### Directions
Copy each of the items below without changing any line, and leave the pictures out of your copy.

### Provided records
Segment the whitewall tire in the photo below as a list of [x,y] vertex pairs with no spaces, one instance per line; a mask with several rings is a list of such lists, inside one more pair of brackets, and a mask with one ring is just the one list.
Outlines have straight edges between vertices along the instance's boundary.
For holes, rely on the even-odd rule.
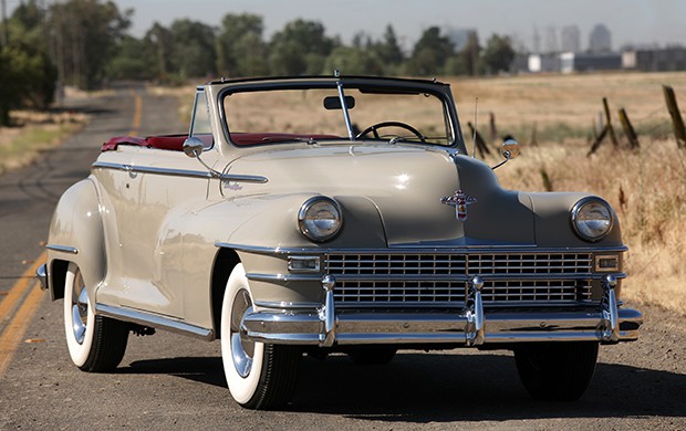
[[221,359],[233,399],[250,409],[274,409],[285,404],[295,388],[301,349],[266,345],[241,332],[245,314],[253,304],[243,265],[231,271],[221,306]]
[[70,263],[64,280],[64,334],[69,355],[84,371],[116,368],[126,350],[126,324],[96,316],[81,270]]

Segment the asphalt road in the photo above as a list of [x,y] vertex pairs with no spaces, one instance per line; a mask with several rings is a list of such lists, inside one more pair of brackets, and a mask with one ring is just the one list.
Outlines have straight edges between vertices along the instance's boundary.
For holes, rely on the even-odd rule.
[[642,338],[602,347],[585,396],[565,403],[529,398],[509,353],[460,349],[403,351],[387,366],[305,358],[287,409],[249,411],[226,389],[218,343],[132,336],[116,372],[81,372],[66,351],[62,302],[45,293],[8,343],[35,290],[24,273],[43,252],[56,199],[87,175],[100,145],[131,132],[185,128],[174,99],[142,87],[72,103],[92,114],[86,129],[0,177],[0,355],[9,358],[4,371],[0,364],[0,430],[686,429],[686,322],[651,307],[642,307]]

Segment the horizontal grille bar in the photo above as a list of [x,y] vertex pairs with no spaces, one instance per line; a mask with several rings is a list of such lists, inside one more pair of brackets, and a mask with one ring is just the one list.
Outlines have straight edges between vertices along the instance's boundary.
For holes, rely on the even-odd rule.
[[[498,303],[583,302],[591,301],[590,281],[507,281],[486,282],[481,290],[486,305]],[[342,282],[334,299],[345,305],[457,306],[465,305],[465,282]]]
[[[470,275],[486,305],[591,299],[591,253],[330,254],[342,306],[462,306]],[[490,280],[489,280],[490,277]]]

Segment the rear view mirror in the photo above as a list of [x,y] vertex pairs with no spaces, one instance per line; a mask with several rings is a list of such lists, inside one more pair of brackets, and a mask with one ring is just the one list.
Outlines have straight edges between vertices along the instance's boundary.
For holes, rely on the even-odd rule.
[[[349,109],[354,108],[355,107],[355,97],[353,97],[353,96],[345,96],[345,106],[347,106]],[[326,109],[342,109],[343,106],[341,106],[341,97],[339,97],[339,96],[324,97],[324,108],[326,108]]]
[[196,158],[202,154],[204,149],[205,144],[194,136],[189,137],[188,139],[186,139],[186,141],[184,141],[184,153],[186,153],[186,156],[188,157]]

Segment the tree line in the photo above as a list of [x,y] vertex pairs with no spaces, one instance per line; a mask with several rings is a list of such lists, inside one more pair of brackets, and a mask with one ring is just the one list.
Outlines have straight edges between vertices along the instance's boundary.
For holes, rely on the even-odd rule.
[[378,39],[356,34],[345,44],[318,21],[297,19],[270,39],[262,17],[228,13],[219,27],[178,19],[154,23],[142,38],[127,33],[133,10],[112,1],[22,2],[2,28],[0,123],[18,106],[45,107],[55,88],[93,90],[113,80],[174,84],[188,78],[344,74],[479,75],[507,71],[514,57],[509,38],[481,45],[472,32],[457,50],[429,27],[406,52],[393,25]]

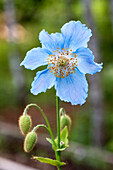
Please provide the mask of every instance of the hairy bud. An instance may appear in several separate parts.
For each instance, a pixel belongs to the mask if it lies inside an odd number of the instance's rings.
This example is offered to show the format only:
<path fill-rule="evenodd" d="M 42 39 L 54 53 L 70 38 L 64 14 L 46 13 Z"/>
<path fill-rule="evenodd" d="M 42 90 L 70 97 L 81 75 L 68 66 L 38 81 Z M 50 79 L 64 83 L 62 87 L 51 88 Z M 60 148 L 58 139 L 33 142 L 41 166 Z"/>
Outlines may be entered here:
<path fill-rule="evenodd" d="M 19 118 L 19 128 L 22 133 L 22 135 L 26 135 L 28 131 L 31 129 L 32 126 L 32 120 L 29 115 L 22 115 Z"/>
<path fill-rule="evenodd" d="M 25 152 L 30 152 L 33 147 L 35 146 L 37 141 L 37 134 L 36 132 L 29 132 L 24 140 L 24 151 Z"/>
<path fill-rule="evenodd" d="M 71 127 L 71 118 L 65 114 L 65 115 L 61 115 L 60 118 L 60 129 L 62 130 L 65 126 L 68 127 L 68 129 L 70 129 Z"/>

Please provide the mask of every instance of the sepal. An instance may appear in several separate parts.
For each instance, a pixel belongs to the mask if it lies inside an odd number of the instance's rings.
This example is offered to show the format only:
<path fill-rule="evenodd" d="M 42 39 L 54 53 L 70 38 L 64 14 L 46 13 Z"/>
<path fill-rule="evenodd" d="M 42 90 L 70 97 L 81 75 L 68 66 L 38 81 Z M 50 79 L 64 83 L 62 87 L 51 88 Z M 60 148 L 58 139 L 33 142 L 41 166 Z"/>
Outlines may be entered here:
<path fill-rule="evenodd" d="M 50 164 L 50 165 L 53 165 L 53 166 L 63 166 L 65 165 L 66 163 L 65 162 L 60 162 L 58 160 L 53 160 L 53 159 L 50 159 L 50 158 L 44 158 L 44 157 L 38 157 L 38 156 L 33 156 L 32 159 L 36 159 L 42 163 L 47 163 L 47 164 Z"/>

### The completed task
Segment the whitewall tire in the photo below as a list of [x,y] vertex pairs with no spaces, one instance per line; a mask with several rings is a list of such lists, inside one more pair of brackets, and a mask with one ring is just the one list.
Outlines have straight edges between vertices along the instance's boundary.
For holes, rely on the even-odd rule.
[[221,359],[233,399],[250,409],[274,409],[285,404],[295,388],[301,349],[266,345],[241,332],[245,314],[253,304],[243,265],[231,271],[221,306]]
[[70,263],[64,280],[64,334],[69,355],[84,371],[116,368],[126,350],[126,324],[96,316],[81,270]]

Segment the asphalt road in the photo above as a list of [x,y] vertex pairs with no spaces, one instance per line; a mask with several rings is a list of such lists, inside one more pair of brackets, and a mask with one ring is just the one list.
Outlines have straight edges between vertices along the instance's boundary.
For holes, rely on the even-odd rule.
[[642,338],[602,347],[585,396],[565,403],[529,398],[509,353],[460,349],[403,351],[387,366],[305,358],[287,409],[249,411],[226,389],[218,343],[132,336],[116,372],[81,372],[66,351],[62,302],[45,293],[8,343],[35,290],[24,273],[43,252],[56,199],[87,175],[100,145],[131,132],[185,128],[174,99],[142,87],[72,103],[92,114],[86,129],[0,177],[0,355],[9,358],[4,371],[0,364],[0,430],[686,429],[686,322],[651,307],[642,307]]

Segment the horizontal grille bar in the photo above as a list of [x,y] vertex pairs with no spaces, one instance per line; a mask with several rings is a list of such lists, inside one more pair of brackets, and a mask with one ring is just the one list.
Outlines have straight edges between vertices along the instance's boundary.
For holes, rely on the even-odd rule.
[[[498,303],[583,302],[591,301],[590,281],[507,281],[486,282],[481,290],[486,305]],[[342,282],[334,299],[345,305],[457,306],[465,305],[465,282]]]
[[[470,275],[486,305],[591,299],[591,253],[330,254],[342,306],[462,306]],[[490,280],[489,280],[490,277]]]

Segment the rear view mirror in the photo above as a list of [x,y] vertex pairs with no spaces, one instance per line; a mask with several rings is a list of such lists, inside one more pair of brackets, and a mask with one ring is just the one list.
Outlines have straight edges between vertices along the instance's boundary.
For holes, rely on the even-odd rule.
[[[349,109],[354,108],[355,107],[355,97],[353,97],[353,96],[345,96],[345,106],[347,106]],[[326,109],[342,109],[343,106],[341,106],[341,97],[339,97],[339,96],[324,97],[324,108],[326,108]]]
[[196,158],[202,154],[204,149],[205,144],[194,136],[189,137],[188,139],[186,139],[186,141],[184,141],[184,153],[186,153],[186,156],[188,157]]

Segment the tree line in the photo above as a list of [x,y] vertex pairs with no spaces, one instance per line; a mask with several rings is a list of such lists, inside one more pair of brackets, and a mask with one ring is just the one list.
Outlines have straight edges between vertices along the instance's boundary.
For holes, rely on the even-odd rule.
[[378,39],[356,34],[345,44],[318,21],[297,19],[270,39],[262,17],[228,13],[219,27],[178,19],[154,23],[142,38],[127,33],[133,10],[112,1],[22,2],[2,28],[0,123],[18,106],[45,107],[55,88],[93,90],[113,80],[174,84],[188,78],[344,74],[479,75],[507,71],[514,57],[509,38],[481,45],[472,32],[457,50],[429,27],[406,52],[393,25]]

Please provide the mask of every instance of the hairy bud. An instance may appear in several separate parts.
For each instance, a pixel belongs to the mask if it lies inside an odd number of the instance's rings.
This example is offered to show the format only:
<path fill-rule="evenodd" d="M 42 39 L 54 53 L 70 38 L 64 14 L 46 13 Z"/>
<path fill-rule="evenodd" d="M 42 90 L 70 97 L 81 75 L 68 66 L 38 81 Z M 50 79 L 64 83 L 62 87 L 51 88 Z M 60 148 L 58 139 L 33 142 L 41 166 Z"/>
Outlines may be entered here:
<path fill-rule="evenodd" d="M 19 118 L 19 128 L 22 133 L 22 135 L 26 135 L 28 131 L 31 129 L 32 126 L 32 120 L 29 115 L 22 115 Z"/>
<path fill-rule="evenodd" d="M 25 152 L 30 152 L 33 147 L 35 146 L 37 141 L 37 134 L 36 132 L 29 132 L 24 140 L 24 151 Z"/>
<path fill-rule="evenodd" d="M 71 127 L 71 118 L 65 114 L 65 115 L 61 115 L 60 118 L 60 129 L 62 130 L 65 126 L 68 127 L 68 129 L 70 129 Z"/>

Please provide the mask of every instance of the sepal. An instance may appear in several separate parts.
For each instance, a pixel belongs to the mask if it lies inside an odd number of the instance's rings.
This example is offered to show the format only:
<path fill-rule="evenodd" d="M 42 39 L 54 53 L 70 38 L 64 14 L 46 13 Z"/>
<path fill-rule="evenodd" d="M 42 90 L 70 97 L 81 75 L 68 66 L 38 81 Z M 50 79 L 64 83 L 62 87 L 51 88 Z M 60 148 L 58 139 L 33 142 L 41 166 Z"/>
Outlines may be entered here:
<path fill-rule="evenodd" d="M 50 164 L 50 165 L 53 165 L 53 166 L 63 166 L 65 165 L 66 163 L 65 162 L 60 162 L 58 160 L 53 160 L 53 159 L 50 159 L 50 158 L 44 158 L 44 157 L 38 157 L 38 156 L 33 156 L 32 159 L 36 159 L 42 163 L 47 163 L 47 164 Z"/>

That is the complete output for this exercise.